=== EXTRACT ===
I hope Meltzer writes a book and admits every match he has watched in the past 30 years was under the influence of Crack and the world will make sense again.


----------



## Krin (Apr 8, 2018)

He is like the dollar-store version of Brian Pillman, Steve Austin and The Sandman all rolled up into one.


----------



## TonySirico (Sep 8, 2021)

color me shocked.








not serious


----------



## The Raw Smackdown (Jan 8, 2017)

Eh. Makes sense.


----------



## Geert Wilders (Jan 18, 2021)

No judgement from me. Plant those seeds for Darby or Punk vs Moxley.


----------



## LongPig666 (Mar 27, 2019)

Do you think Vince sold him it?


----------



## Wridacule (Aug 23, 2018)

HBK Styles Ospreay said:


> Well its just like once a year at the dentist, so hopefully I'll be ok.
> 
> Steve O did many a drug tho, can you blame all that on the huffing?


Not all of it, but he had a few year stint where that was his drug of choice. He even went as far as to train himself to be able to do two doses within the same breathe. Dude was down BAD


----------



## La Parka (Oct 28, 2008)

"former"

Right


----------



## BrrrGoesWooo! (Mar 29, 2021)

La Parka said:


> "former"
> 
> Right


----------



## Jersey (Jun 24, 2014)

Krin said:


> He is like the dollar-store version of Brian Pillman, *Steve Austin* and The Sandman all rolled up into one.


Don’t see the Austin part.


----------



## Randy Lahey (Apr 14, 2014)

If he were still on crack he’s be way skinnier


----------



## La Parka (Oct 28, 2008)

BrrrGoesWooo! said:


>


Hey, I don't judge.

It's a much more honorable hobby than his hobby of going to mudshows and putting on garbage matches for 15 people in a barn


----------



## adamclark52 (Nov 27, 2015)

AEW apologists to start defending crack in 3-2-1


----------



## Strike Force (Sep 14, 2015)

No judgment. Put anything in your body that you want.

I’ve done plenty of things, but crack I would never mess with. A guy I knew in college died because of it.


----------



## Riddle101 (Aug 15, 2006)

If you know the life he has lived then you shouldn't judge him. He's obviously turned his life around and that's the main thing to take out of this.


----------



## DaSlacker (Feb 9, 2020)

The War on Drugs really was an epic failure lol


----------



## Geert Wilders (Jan 18, 2021)

Strike Force said:


> No judgment. Put anything in your body that you want.
> 
> I’ve done plenty of things, but crack I would never mess with. A guy I knew in college died because of it.


Crack or fentanyl-laced crack?


----------



## Not Lying (Sep 9, 2013)

Never tried. But i just had a 3-day ecstasy bender so i'm not judging.


----------



## cai1981 (Oct 2, 2016)

I hope for his sake that he is not still doing it or anything else hardcore. There has been a very noticeable difference in his appearance since bolting the WWE for AEW. The man has a wife and kid now so, if not for himself, for them he needs to get it together.
===
** WHAT YOU NEED TO DO **
a) In the thread, the poster Strike Force says crack is something never to be tried. What reason does that post give? Answer in one to three sentences.
b) Answer these questions on the thread.
(i) Which three wrestlers does Krin combine in the "dollar-store version" comparison?
(ii) Which part of that comparison does Jersey say is not apparent?
(iii) According to La Parka, for how many people are the "garbage matches" in a barn put on?
The material that follows is not needed for either task.
=== RECORDS SUPPLIED ===
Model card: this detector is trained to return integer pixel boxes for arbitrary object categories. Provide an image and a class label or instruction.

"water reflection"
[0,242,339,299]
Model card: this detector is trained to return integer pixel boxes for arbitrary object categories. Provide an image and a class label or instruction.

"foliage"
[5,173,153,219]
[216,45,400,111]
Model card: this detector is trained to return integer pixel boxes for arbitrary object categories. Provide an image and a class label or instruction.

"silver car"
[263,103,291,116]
===
=== RECORDS SUPPLIED ===
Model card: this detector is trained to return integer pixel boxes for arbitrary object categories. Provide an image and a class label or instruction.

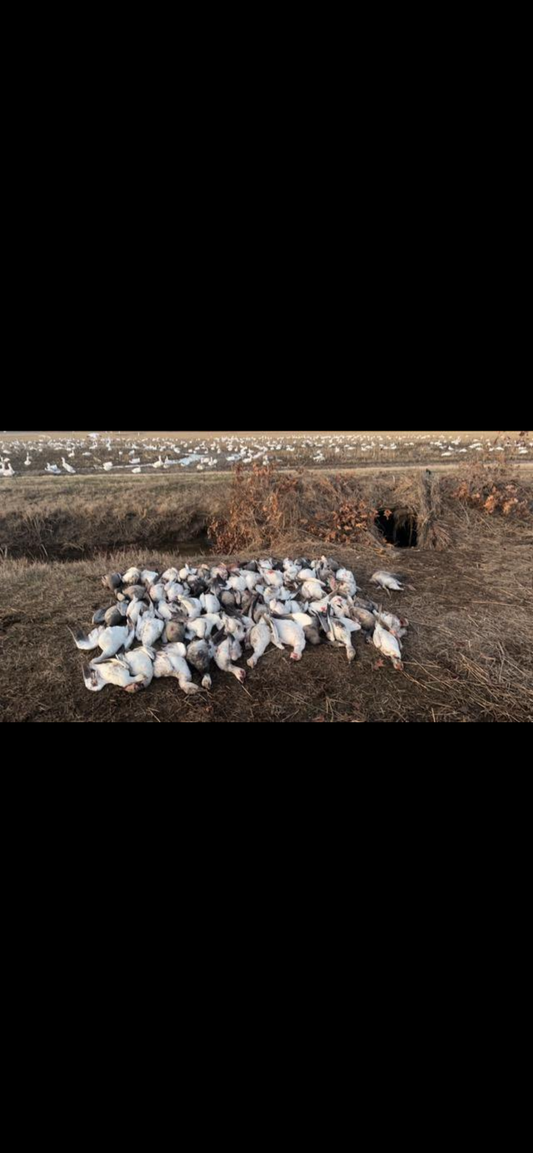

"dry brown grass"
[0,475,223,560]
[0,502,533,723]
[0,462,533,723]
===
=== RECORDS SUPPLIED ===
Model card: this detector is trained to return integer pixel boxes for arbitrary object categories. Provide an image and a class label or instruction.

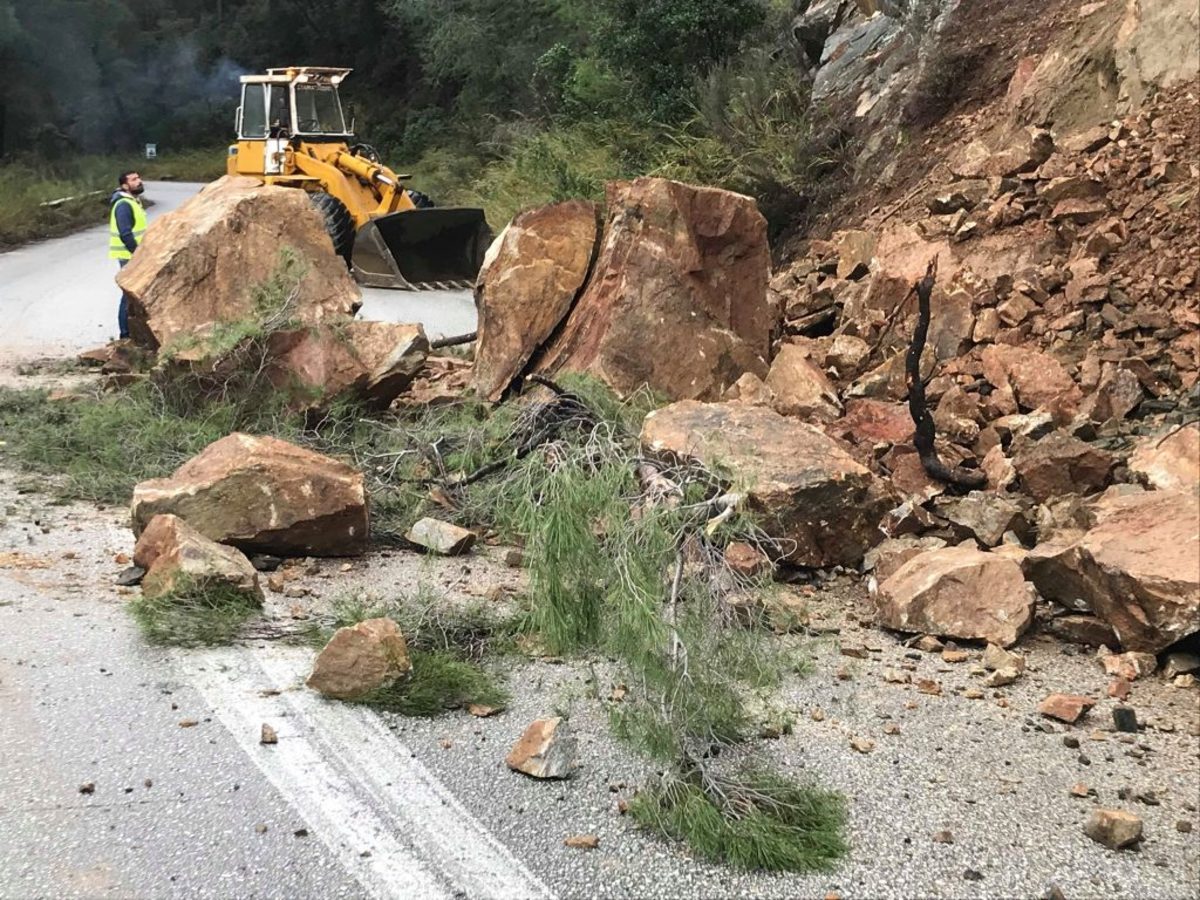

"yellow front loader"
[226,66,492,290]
===
** RESULTS IN ORDER **
a) Strike Force would never mess with crack because a guy Strike Force knew in college died because of it.

b)
(i) Brian Pillman, Steve Austin and The Sandman.
(ii) The Austin part.
(iii) 15 people.